» **Exercise instructions**
(1) In the call flow article, what do calls about refunds, exchanges, order status inquiries, and technical support matters often involve?
(2) Write out the part of the call flow article that opens with the words containing "Simply put, you" and closes with "in their roles.", switching "agents" to "representatives".

» **Quoted text**
⁂

Creating a call flow diagram is important because, although no two support calls will ever be 100% the same, many calls will still be extremely similar. Thus, by identifying your most common call types and preparing everything you can expect to need along that call’s journey, you can set up your agents to provide consistent, high-quality support for your customers.

The 4 Calls You Should Map Out With a Call Flow Diagram 

Simply put, you wouldn’t respond to a sales query the same way you would to a technical product issue, so your call flow diagrams should reflect that. At the end of the day, your specific company might need any number of unique call flows, but there are a few specific types you should probably include no matter what. 

Setting up the following call flow diagrams will not only help you maintain quality assurance across your support team, but it will also give your agents the tools they need to succeed in their roles.

1. A Sales Call

Sales calls are a prime opportunity to turn inquiries into revenue. Many potential customers will contact a business directly over the phone to learn about their products and services. If you play your cards right, a sizable portion of these customers may be willing to place an order during the initial conversation. 

In order to turn more of these sales calls into revenue, you need to set up a call flow diagram to help steer the conversation to a close. It doesn’t matter if you’re a small B2C business or a large B2B enterprise company—these same rules apply.

A sales-oriented call flow diagram will help you outline how an agent should proceed when addressing common sales questions, product details, and pricing. Depending on your most common sales calls, you may also want to incorporate how to address payment procedures and collect customer information for finalizing transactions. This way, your agents have a map to guide them and your business has an increased chance of turning incoming leads into paying customers.

2. A Product Issue Call 

Calls related to refunds, exchanges, order status inquiries, and technical support matters often involve frustrated customers who want their problems addressed and resolved as soon as possible. At the same time, if your agents aren’t prepared to resolve these requests, you may be putting your customer’s satisfaction and your brand’s reputation on the line.

⁂

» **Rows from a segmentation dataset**
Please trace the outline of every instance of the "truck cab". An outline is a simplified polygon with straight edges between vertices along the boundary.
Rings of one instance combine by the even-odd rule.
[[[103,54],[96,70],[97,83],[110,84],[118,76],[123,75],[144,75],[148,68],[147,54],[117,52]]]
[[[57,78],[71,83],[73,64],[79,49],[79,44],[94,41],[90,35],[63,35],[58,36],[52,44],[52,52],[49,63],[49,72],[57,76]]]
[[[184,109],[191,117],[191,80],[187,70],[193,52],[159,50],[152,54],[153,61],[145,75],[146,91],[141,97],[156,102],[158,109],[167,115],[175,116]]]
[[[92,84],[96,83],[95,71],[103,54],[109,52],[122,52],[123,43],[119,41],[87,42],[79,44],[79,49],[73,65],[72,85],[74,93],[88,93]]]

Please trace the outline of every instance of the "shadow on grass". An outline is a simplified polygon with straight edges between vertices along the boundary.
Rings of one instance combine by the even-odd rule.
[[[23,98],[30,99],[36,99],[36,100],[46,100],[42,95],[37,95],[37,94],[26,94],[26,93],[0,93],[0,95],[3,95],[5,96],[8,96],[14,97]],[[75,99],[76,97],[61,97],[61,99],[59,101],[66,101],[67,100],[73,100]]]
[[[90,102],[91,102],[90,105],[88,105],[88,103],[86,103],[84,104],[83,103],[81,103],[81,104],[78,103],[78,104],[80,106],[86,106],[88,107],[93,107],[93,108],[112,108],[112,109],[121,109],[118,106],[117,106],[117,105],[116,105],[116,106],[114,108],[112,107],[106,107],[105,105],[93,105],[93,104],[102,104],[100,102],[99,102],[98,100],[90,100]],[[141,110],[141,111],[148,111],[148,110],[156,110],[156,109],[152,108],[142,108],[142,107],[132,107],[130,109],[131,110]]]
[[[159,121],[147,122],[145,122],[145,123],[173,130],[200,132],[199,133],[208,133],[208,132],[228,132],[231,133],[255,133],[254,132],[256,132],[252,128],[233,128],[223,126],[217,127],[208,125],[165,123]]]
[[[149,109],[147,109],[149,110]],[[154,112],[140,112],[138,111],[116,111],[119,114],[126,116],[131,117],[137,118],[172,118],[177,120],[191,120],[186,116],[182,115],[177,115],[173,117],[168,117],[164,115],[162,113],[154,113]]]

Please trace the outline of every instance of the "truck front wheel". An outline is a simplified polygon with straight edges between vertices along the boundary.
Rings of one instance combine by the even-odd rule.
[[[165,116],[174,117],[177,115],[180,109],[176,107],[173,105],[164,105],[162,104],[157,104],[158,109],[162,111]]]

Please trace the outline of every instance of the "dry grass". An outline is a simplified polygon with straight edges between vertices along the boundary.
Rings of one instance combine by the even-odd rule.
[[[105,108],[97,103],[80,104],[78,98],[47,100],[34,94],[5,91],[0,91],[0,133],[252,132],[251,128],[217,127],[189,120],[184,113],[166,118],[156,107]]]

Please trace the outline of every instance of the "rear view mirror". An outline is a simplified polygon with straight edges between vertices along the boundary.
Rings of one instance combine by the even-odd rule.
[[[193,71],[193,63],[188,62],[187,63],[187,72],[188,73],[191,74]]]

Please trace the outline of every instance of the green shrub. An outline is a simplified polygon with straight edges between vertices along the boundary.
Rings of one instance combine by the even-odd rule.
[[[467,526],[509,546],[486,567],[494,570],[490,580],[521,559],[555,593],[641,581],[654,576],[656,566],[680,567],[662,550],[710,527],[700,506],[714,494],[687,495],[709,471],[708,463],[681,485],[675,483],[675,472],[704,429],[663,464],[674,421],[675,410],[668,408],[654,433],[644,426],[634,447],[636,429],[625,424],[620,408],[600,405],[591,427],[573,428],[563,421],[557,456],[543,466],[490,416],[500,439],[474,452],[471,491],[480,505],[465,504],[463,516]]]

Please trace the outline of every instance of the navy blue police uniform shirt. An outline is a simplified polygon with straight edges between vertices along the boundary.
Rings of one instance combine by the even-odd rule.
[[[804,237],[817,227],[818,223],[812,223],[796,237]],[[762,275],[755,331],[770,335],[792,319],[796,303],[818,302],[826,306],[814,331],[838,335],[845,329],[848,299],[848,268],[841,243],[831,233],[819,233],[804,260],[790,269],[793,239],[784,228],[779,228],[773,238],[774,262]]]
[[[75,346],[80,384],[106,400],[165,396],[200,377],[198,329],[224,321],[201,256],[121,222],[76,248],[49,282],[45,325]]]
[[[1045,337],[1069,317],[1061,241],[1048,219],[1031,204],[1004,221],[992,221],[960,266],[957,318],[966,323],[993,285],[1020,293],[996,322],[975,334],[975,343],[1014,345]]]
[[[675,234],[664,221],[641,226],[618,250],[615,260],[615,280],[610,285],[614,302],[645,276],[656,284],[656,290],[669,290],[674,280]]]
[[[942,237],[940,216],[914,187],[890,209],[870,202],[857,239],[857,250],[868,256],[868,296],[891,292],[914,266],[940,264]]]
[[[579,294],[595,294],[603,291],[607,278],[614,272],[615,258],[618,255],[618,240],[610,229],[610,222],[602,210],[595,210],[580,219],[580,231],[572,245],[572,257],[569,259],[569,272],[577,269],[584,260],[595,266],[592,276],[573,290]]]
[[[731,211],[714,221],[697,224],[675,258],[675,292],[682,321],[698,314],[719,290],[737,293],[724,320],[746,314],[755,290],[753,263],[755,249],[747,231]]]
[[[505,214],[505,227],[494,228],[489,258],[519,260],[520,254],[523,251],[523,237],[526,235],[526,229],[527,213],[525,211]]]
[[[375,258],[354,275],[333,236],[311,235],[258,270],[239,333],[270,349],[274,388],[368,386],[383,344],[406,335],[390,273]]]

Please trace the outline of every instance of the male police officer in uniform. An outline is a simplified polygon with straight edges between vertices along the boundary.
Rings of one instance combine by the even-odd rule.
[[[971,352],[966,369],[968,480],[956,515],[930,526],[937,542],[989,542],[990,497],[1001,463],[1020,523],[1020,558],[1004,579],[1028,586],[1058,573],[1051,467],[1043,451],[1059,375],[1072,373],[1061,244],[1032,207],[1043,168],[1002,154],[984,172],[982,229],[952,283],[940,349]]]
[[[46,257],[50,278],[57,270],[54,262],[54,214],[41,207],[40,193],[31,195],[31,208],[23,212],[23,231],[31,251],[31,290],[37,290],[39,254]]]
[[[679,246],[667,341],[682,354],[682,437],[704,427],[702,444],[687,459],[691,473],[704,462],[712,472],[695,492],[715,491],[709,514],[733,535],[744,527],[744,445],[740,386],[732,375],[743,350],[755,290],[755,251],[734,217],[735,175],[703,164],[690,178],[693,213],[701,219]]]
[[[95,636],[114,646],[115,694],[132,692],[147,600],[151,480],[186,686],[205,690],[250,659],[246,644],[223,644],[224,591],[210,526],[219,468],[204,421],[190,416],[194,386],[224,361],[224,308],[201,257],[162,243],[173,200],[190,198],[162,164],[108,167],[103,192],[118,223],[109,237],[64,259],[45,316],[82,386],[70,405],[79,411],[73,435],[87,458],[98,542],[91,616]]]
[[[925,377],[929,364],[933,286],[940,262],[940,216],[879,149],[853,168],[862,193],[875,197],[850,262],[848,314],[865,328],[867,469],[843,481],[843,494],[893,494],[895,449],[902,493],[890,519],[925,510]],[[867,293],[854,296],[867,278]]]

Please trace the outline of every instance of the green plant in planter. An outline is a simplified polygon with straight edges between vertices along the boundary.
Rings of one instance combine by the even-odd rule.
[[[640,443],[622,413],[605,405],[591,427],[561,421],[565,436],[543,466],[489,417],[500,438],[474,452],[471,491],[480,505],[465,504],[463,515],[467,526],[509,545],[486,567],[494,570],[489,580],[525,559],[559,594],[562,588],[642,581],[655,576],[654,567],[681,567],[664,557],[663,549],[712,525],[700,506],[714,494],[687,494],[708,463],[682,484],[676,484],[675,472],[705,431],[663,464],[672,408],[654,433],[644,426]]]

⁂

» **Solution list**
(1) Frustrated customers who want their problems addressed and resolved as soon as possible.

(2)
Simply put, you wouldn’t respond to a sales query the same way you would to a technical product issue, so your call flow diagrams should reflect that. At the end of the day, your specific company might need any number of unique call flows, but there are a few specific types you should probably include no matter what. 

Setting up the following call flow diagrams will not only help you maintain quality assurance across your support team, but it will also give your representatives the tools they need to succeed in their roles.